Excerpt provided –
┌────────
Image: Sarah Schrauwen, Flickr.

Inclusion is the new buzzword in international development. The recently adopted Sustainable Development Goals are perhaps the most ambitious articulation of this consensus, with Goal 16 in particular calling for building more ‘effective, accountable and inclusive institutions at all levels’.

And there are good reasons for such emphasis: the evidence consistently shows that, over the long term, states and societies with more open and inclusive institutions, both political and economic, are more peaceful and more resilient, and tend to be better governed. However, this says little about how countries get there. I have been looking at processes of institutional transformation in Asia in an effort to help unravel this puzzle.

Asia’s political systems are extraordinarily diverse. Many are in the midst of complex processes of transformation across not just one but multiple dimensions of change, such as:

  • from violent conflict towards peace;
  • from exclusionary political orders to more open and inclusive ones;
  • from a narrow and exclusionary sense of nation towards more inclusive nation-building;
  • from personalised systems of interaction to ones that are more impersonal and grounded in the rule of law;
  • from narrow-based economies towards shared growth.

Changes along some of these dimensions may reinforce one another. More often, however, they are likely to generate tensions and dilemmas and a need to compromise. So how do institutions that are more effective and inclusive emerge and evolve over time?

We know from historical experience that the “good governance” agenda embraced by the international development community since the 1990s is not likely to be the answer. Asia is a particularly compelling illustration: evidence from the region suggests that there is almost no correlation between development performance over the short to medium term and the World Bank’s Worldwide Governance Indicators. In effect, the World Bank’s newly launched World Development Report (WDR) 2017 on Governance and the Law provides a striking critique of an approach it once cherished.

So what factors have facilitated progressive institutional transformation? My analysis of Asia’s experiences highlights lessons that resonate with ongoing research and reflection in the field of politics and development.

Politics and power dynamics shape institutions and determine how and when development processes can become more inclusive. Policies matter, but where policies come from is even more important. This is also the central message emerging from the WDR 2017. This insight that politics matters is by no means new. However, it bears repeating since very often international efforts to foster more inclusive states and societies remain disconnected from the realities of how change happens.

The orientation and capacity of the state is essential in determining the prospects for more inclusive development – but this is not a technical issue. Rather, as the also WDR highlights, state effectiveness is fundamentally shaped by the role of and dynamics between competing elites, in ongoing interactions, bargaining and contestation with social forces from below. But states can be effective (for instance, in terms of their penetration or coercive capacities) without being concerned about either development or inclusion. As the case of Asia suggests, elite commitment and political leadership, often based on a political vision anchored in a shared sense of national purpose, are also crucial elements of what works.
└────────
Data shown –
┌────────
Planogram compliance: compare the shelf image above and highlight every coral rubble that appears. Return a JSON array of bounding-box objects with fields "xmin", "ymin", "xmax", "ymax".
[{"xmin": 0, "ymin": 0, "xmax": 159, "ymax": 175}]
└────────
Stated exercise 1 –
List every dimension of change that the excerpt on inclusive institutions in Asia gives in its bulleted list.
Stated exercise 2 –
Transcribe the excerpt on inclusive institutions in Asia from "Changes along some" to "evolve over time?".
Please work only from the excerpt on inclusive institutions in Asia, not from the data.

Expected answer 1 –
- from violent conflict towards peace
- from exclusionary political orders to more open and inclusive ones
- from a narrow and exclusionary sense of nation towards more inclusive nation-building
- from personalised systems of interaction to ones that are more impersonal and grounded in the rule of law
- from narrow-based economies towards shared growth

Expected answer 2 –
Changes along some of these dimensions may reinforce one another. More often, however, they are likely to generate tensions and dilemmas and a need to compromise. So how do institutions that are more effective and inclusive emerge and evolve over time?